Dataset entries
[Start of section]

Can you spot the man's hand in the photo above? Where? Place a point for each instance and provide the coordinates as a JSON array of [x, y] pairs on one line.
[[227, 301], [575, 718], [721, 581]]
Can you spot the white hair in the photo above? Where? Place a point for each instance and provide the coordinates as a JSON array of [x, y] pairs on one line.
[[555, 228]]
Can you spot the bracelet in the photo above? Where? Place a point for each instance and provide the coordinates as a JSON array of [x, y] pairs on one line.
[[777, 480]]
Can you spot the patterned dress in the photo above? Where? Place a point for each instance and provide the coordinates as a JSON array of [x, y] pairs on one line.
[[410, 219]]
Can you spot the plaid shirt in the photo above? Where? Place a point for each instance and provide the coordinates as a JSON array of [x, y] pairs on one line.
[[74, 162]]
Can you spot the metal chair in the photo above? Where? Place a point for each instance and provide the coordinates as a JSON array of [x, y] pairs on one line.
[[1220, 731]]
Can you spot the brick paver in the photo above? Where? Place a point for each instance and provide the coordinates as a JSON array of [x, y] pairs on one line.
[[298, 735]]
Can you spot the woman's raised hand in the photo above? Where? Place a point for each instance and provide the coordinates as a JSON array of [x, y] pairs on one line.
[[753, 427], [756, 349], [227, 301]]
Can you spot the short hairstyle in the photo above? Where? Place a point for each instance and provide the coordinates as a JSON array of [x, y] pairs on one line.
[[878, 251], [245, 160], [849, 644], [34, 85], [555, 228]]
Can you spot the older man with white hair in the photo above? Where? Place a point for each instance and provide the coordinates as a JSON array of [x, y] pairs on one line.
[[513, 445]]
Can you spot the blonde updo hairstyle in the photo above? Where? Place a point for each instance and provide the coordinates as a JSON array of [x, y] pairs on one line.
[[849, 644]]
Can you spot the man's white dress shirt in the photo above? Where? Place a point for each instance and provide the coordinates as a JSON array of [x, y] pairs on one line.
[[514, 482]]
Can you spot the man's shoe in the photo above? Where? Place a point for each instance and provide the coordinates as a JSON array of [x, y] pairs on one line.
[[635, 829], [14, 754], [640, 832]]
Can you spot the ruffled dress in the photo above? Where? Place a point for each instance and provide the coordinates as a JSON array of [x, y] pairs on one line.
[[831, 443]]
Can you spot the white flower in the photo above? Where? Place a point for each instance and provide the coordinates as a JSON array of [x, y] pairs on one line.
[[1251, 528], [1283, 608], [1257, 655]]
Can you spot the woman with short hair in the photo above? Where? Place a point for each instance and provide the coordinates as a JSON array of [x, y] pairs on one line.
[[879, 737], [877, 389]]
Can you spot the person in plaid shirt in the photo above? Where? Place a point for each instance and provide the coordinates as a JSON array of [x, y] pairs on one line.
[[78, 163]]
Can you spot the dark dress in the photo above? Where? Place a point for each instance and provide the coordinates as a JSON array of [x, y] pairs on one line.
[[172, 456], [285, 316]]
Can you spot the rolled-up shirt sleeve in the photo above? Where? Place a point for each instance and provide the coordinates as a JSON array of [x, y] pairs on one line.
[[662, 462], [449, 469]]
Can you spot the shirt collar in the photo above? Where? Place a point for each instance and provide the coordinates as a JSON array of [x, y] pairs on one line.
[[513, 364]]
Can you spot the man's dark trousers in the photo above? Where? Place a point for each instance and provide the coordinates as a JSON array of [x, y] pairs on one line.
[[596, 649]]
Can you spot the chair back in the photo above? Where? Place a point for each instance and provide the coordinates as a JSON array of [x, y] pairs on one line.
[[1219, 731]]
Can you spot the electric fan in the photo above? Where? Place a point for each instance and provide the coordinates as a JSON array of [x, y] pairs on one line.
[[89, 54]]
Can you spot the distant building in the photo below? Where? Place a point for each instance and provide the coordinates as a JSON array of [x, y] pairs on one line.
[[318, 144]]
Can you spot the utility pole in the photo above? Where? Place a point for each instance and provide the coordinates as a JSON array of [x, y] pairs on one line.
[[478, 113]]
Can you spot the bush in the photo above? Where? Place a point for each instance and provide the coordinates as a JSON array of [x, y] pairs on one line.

[End of section]

Every entry above should be given again exactly as shown.

(Answer area)
Can you spot the man's hand in the photo above? Where? Place a point for each instance and provide the coordinates as a JSON array of [x, y] pairs on one line.
[[227, 301], [575, 718], [721, 581]]
Can you spot the white hair in the photo above? Where? Place a point for each instance and provide the coordinates as a JSON array of [x, y] pairs on one line.
[[555, 228]]
Can you spot the bracelet in the photo above? Where? Place a point for each instance and provide the coordinates as a JSON array of [x, y] pairs on one line.
[[777, 480]]
Can you spot the patterned dress in the photo above? Where? Place a point for each instance and provide the coordinates as a JSON array of [x, y] pairs on one line.
[[410, 219]]
Can you spot the plaid shirt in the photo above? Where? Place a point for each instance and provide the coordinates as a JSON array of [x, y] pairs on one line.
[[74, 162]]
Can you spot the metal chair in the photo above? Where? Place a point for each instance and provide the coordinates as a JSON array of [x, y] pairs on one line.
[[1220, 731]]
Can you spot the brick paver in the photo above? Where? Place a point for each instance and provide the coordinates as a JSON array of [x, y] pairs on one line.
[[298, 735]]
Can you spot the woman's raised hand in the photo above? Where? Place a point for each instance and provide the coordinates as a JSON array of [x, y] pairs on one line.
[[753, 427], [756, 349], [227, 301]]
Can you spot the short hairstyle in the photo above? Where? Place a point for each instance and provide the coordinates as a JSON array of [x, y] pairs on one line.
[[878, 251], [245, 160], [849, 644], [34, 85], [555, 228]]
Can you spot the older man with white hair in the photo above? Where? Place a point for each instance and provide the coordinates as a JSON array of [x, y] pairs on one line.
[[513, 445]]
Can you spot the blonde updo hairstyle in the photo above? Where? Place a point for each instance and provide the coordinates as a JSON array of [x, y] pairs on one line.
[[849, 644]]
Can you spot the man's white dress shirt in the photo above? Where? Place a point for each instance and provide the coordinates as a JSON array of [x, y] pairs on one line.
[[514, 482]]
Can you spot the man's shoe in the photo above? Where? Place a point for each instance and provide the coordinates as a JSON array of [x, y] pairs on one line.
[[635, 829], [14, 754], [640, 832]]
Can you spot the ruffled dress in the photo above? Where? Place a point for each instance and provide the coordinates as a JSON array of [x, y] pairs on one line.
[[831, 443]]
Can you spot the white flower in the photo above? Where? Place a point for each instance and provide the coordinates as a JSON array of [x, y] pairs on one line.
[[1251, 528], [1283, 608], [1257, 655]]
Can you spot the woman with short hair in the photo above? Where? Place a point for each instance and provide the coordinates as a JSON array of [x, y] pairs on one line.
[[879, 737], [877, 389]]
Can you spot the person in plaid shirt in the photo above? Where? Place a point for each instance and provide the coordinates as a JSON array of [x, y] pairs on one line.
[[78, 163]]
Can you spot the dark dress in the photo above? Where? Place a point for each instance and provide the coordinates as a JSON array of [x, y] pairs on one line.
[[172, 456], [285, 316]]
Can you spot the rolled-up shirt sleeve in the photo above? Where? Place a point for each instance and provide the coordinates as a JSON array of [x, y] pairs on one line.
[[662, 462], [449, 469]]
Can you spot the shirt collar in the photo above? Where? Place a point for each instance and provide the coordinates as a JSON array of [x, y] pairs on one line.
[[513, 364]]
Can you spot the man's dark trousers in the photo above? Where? Place a point for each instance and provide the coordinates as a JSON array of [x, y] pairs on one line.
[[596, 649]]
Can you spot the chair back in the photo above? Where? Place a point for each instance and provide the coordinates as a JSON array of [x, y] pairs on one line.
[[1219, 731]]
Can you spot the electric fan in the photo above? Where? Place a point for each instance and provide the coordinates as a JSON array of [x, y] pairs on one line.
[[89, 54]]
Can you spot the distant building in the photo below? Where? Place a point for each instance and provide the coordinates as a JSON array of [x, y] pairs on one line.
[[318, 144]]
Can you spot the utility pole in the photo above? Where? Place a point for each instance and provide the coordinates as a JSON array of [x, y] pairs on one line.
[[478, 113]]
Can you spot the bush in the photo above? Where? Place a point for each instance and provide the coordinates as a JSON array of [x, y] pairs on one line.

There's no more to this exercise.